WHAT THE TASK REQUIRES :: Restate all the material verbatim, except for the pictures.
* start RECORDS SHOWN *
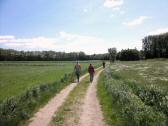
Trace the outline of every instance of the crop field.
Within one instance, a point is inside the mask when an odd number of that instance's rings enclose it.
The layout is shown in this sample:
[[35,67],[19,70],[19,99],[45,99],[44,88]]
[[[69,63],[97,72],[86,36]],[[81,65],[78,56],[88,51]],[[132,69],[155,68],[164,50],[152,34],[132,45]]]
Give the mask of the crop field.
[[[86,69],[92,61],[80,62]],[[99,62],[94,62],[96,66]],[[25,90],[60,80],[65,74],[73,72],[75,62],[34,61],[0,62],[0,101],[17,96]]]
[[116,62],[101,82],[98,93],[109,125],[168,125],[168,60]]

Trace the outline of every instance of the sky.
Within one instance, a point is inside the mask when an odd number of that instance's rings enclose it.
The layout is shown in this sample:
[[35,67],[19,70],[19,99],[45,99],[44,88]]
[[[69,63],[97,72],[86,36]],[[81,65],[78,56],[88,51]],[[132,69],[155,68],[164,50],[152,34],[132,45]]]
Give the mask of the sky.
[[140,50],[145,36],[164,32],[167,0],[0,0],[0,48]]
* end RECORDS SHOWN *
TASK SOLUTION ::
Trace the outline of every instance of the crop field.
Within one instance, a point is inside the mask when an odd number of that instance's rings enclose it.
The layout is shown in this sample:
[[35,67],[19,70],[19,99],[45,99],[44,88]]
[[[69,63],[97,72],[86,36]],[[81,65],[78,56],[88,51]],[[132,69],[155,68],[164,50],[152,34],[132,45]]]
Give the mask of the crop field.
[[[86,69],[92,61],[80,62]],[[99,62],[94,62],[96,66]],[[25,90],[60,80],[65,74],[73,72],[75,62],[34,61],[0,62],[0,101],[17,96]]]
[[116,62],[101,82],[98,93],[109,125],[168,125],[168,60]]

Trace the outline of every instance of the sky.
Within one instance, a point is inside the mask when an odd number of that instance's rings enclose it.
The layout is shown in this sample:
[[35,67],[19,70],[19,99],[45,99],[44,88]]
[[[69,63],[97,72],[86,36]],[[81,65],[78,56],[88,51]],[[132,69],[155,68],[164,50],[152,34],[132,45]]]
Give the mask of the sky.
[[140,50],[145,36],[164,32],[167,0],[0,0],[0,48]]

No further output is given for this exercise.